Exercícios:
1. No texto sobre o Brasil e a economia argentina, a que jornal Mercedes Marcó del Pont concedeu entrevista no último domingo?
2. Indique se cada afirmação abaixo está de acordo com o texto sobre o Brasil e a economia argentina, respondendo sim ou não e citando as palavras do texto que decidem a questão. (a) A Veja é o semanário de maior tiragem no Brasil. (b) Dilma deu a entrevista à Veja quando voltava de uma viagem à França. (c) Para Dilma, o Brasil se defender é o mesmo que adotar o protecionismo.
3. Dê continuidade ao texto sobre o Brasil e a economia argentina a partir da última frase apresentada.

Trecho da página:
»»
Buenos
Aires - O Brasil já é, para os funcionários do governo argentino, uma dimensão
da política interna. E o é abertamente.
Na passagem mais feliz de suas respostas
na entrevista que concedeu ao Página/12, no último domingo, Mercedes Marcó del
Pont converteu-se na primeira funcionária do governo que, sem rodeios, incluiu
o Brasil como uma variável da economia argentina. Ao falar da ampliação de
funções do Banco Central, a presidenta da instituição disse que mudará a
equação para analisar a relação entre moeda, reservas e contas externas. E
explicou: “Para isso vamos construir uma fórmula levando em conta uma série de
regras existentes vinculadas com as importações, a porcentagem de vencimentos
de dívida no curto prazo, a evolução dos depósitos a prazo e a formação de
ativos externos. As fórmulas convencionais deixam de lado um conjunto de aspectos
qualitativos inerentes à realidade econômica argentina, como os níveis de
dolarização, a evolução da economia mundial, o comportamento dos preços das
principais exportações, a evolução da remessa de lucros e dividendos, o nível
de atividade no Brasil”.
A revista Veja, semanário de maior tiragem
no Brasil, acaba de publicar uma entrevista de duas horas com Dilma Rousseff,
que só chegou parcialmente transcrita em Buenos Aires. É uma entrevista
importante: a Veja não é propriamente simpatizante do Partido dos
Trabalhadores, a tal ponto que demonizou Lula durante seus oito anos de
governo, e Dilma deu a entrevista justamente quando voltava de uma viagem a
Alemanha. Ela falou sobre a crise do mundo, um tema que, como é natural, a
apaixona por sua condição de economista e de presidenta de um país que, segundo
a The Economist, será a quinta economia planetária antes de 2020.
Dilma diz que não é conspirativa quando
analisa o que chama de “tsunami de liquidez” criado pelos países ricos e que
prejudica as demais nações. Ela explica: “A saída que eles encontraram para
resolver os problemas é uma maneira clássica, conhecida, de exportar a crise.
Quando o companheiro Mario Draghi (uma referência irônica ao italiano que
preside o Banco Central Europeu e que provém do setor financeiro privado) diz
que “vamos colocar para rodar a máquina de fazer dinheiro”, está inundando os
mercados com dinheiro. E o que fazem os investidores? Tomam empréstimos a taxas
baixíssimas, em alguns casos até negativas, nos países europeus e correm para o
Brasil para aproveitar o que os especialistas chamam de “arbitragem”, que,
grosso modo, é a diferença entre as taxas de juros daqui e de lá. Então, o
Brasil não pode permanecer paralisado frente a esse quadro. Precisamos agir. E
temos que agir nos defendendo, algo bastante distinto do protecionismo”.
««
Trecho da fonte:
»»
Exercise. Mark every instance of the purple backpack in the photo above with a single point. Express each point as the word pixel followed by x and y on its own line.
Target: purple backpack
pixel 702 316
««
Respostas:
1. Ao Página/12.

2.
(a) Sim: "semanário de maior tiragem no Brasil".
(b) Não: "quando voltava de uma viagem a Alemanha".
(c) Não: "algo bastante distinto do protecionismo".

3.
A defesa não consistirá em fechar a
economia nem em rechaçar investimentos produtivos, mas sim em colocar barreiras
ao movimento de capitais especulativos. Dilma lembrou o que disse a Merkel:
“Não queremos o dinheiro dos países ricos”. Quando Merkel rebateu que os países
emergentes tinham responsabilidade como consumidores para evitar uma queda da
economia europeia, Dilma replicou que se empresas alemães com tecnologia de
ponta se instalarem no Brasil serão tratadas com vantagens equivalentes a uma
empresa nacional brasileira em crédito e estímulos.
Depois da entrevista para a Veja, Dilma se
reuniu com um grupo de empresários poderosos e os exortou a investir e correr
riscos em um contexto que será marcado por forte investimentos públicos dentro
e fora dos planos de obras para o Mundial de 2014. E seu ministro da Fazenda,
Guido Mantega, anunciou a prorrogação da diminuição de impostos para os
fabricantes de eletrodomésticos, uma das bases do aumento da produção e do
consumo nos últimos nove anos, quando 40 milhões de brasileiros, a quinta parte
do país, tiveram acesso ao mercado de trabalho e 105 milhões, a metade,
ascenderam socialmente e passaram a integrar a classe C, o setor médio inferior
do célebre ABC dos sociólogos.
Dilma chegou ontem a Índia, onde
participará da reunião de cúpula dos Brics (Brasil, Rússia, Índia, China e
África do Sul) que pretende discutir um tema central: a criação de um banco de
desenvolvimento como alternativa ao Fundo Monetário Internacional e ao Banco
Mundial. Se os acordos prosperarem e o novo banco começar a funcionar em três
anos, uma das cifras estimadas, não só o Brasil, mas toda a América do Sul se
veria fortalecida em sua perspectiva de desenvolvimento com menos exposição às
crises.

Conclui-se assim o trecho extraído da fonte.